-------- SUPPLIED INFORMATION
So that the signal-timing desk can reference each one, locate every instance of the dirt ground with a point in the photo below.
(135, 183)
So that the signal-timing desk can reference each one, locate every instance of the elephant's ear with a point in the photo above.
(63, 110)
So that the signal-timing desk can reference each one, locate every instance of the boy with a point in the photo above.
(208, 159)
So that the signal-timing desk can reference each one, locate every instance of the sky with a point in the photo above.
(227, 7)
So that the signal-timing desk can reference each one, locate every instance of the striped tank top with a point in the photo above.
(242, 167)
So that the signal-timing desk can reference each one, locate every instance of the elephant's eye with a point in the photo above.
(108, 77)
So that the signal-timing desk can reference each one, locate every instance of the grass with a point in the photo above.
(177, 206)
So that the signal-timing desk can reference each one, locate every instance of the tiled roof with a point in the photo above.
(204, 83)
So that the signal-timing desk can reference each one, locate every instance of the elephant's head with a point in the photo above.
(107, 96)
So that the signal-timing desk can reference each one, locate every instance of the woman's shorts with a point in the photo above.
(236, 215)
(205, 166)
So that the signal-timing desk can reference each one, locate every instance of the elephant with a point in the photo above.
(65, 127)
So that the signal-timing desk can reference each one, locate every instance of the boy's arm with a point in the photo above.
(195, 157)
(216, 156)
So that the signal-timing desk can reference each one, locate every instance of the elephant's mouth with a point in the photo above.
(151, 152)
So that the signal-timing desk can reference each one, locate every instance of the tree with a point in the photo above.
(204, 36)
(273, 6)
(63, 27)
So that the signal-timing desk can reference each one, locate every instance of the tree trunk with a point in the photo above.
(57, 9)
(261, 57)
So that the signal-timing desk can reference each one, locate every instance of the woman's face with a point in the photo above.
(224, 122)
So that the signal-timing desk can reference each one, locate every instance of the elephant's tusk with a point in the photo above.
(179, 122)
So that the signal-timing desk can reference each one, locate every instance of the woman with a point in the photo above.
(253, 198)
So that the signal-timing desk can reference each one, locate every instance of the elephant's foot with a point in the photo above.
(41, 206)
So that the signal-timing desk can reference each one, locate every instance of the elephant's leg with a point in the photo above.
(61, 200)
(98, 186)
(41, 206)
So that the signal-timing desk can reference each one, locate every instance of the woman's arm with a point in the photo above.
----------------
» **WHAT YOU SHOULD DO**: Reproduce all of the rows above word for word, keeping them in their original order.

» **RESULT FOR THIS EXERCISE**:
So that the signal-timing desk can reference each one, locate every instance of the dirt ground with a point in the photo below.
(135, 183)
So that the signal-timing desk can reference each one, locate every instance of the elephant's ear with a point in the photo above.
(63, 110)
So that the signal-timing desk can reference each one, locate every instance of the boy with a point in the photo above.
(208, 159)
So that the signal-timing desk can reference each one, locate every instance of the sky with a point in the photo above.
(227, 7)
So that the signal-timing desk can reference each one, locate every instance of the striped tank top with a point in the photo above.
(242, 167)
So that the signal-timing desk can reference each one, locate every instance of the elephant's eye with a point in the photo above.
(108, 77)
So that the signal-timing desk can reference each one, locate every instance of the grass with a point in the photo above.
(177, 206)
So that the signal-timing desk can reference each one, locate every instance of the tiled roof with a point in the photo above.
(204, 83)
So that the signal-timing desk can reference each one, locate every instance of the elephant's head with a point in the photo above.
(107, 96)
So that the signal-timing desk can reference each one, locate every instance of the woman's shorts with a point in the photo above.
(236, 215)
(205, 166)
So that the signal-timing desk can reference each one, locate every instance of the elephant with a point in the photo above.
(65, 127)
So that the signal-timing desk can reference each one, locate every instance of the boy's arm with a point in the photo above.
(195, 157)
(216, 156)
So that the signal-timing desk can reference each one, locate every instance of the elephant's mouth with a point in the photo above.
(151, 152)
So that the signal-timing desk can reference each one, locate every instance of the tree with a point in the photo above.
(204, 36)
(273, 6)
(63, 27)
So that the signal-timing desk can reference each one, locate every instance of the tree trunk with a point in the photo above.
(57, 9)
(261, 57)
So that the signal-timing desk can reference each one, locate every instance of the woman's face with a point in the photo above.
(224, 122)
So that the signal-timing desk can reference each one, locate every instance of the elephant's tusk with a point in the photo above.
(179, 122)
So that the signal-timing desk can reference each one, locate every instance of the woman with a point in the photo above.
(253, 198)
So that the signal-timing desk can reference each one, locate every instance of the elephant's foot with a point in the photo above.
(41, 206)
So that the signal-timing desk can reference each one, locate every instance of the elephant's leg with a point in the photo above.
(61, 200)
(98, 186)
(41, 206)
So that the signal-timing desk can reference each one, locate every instance of the woman's arm with a point in the photo above.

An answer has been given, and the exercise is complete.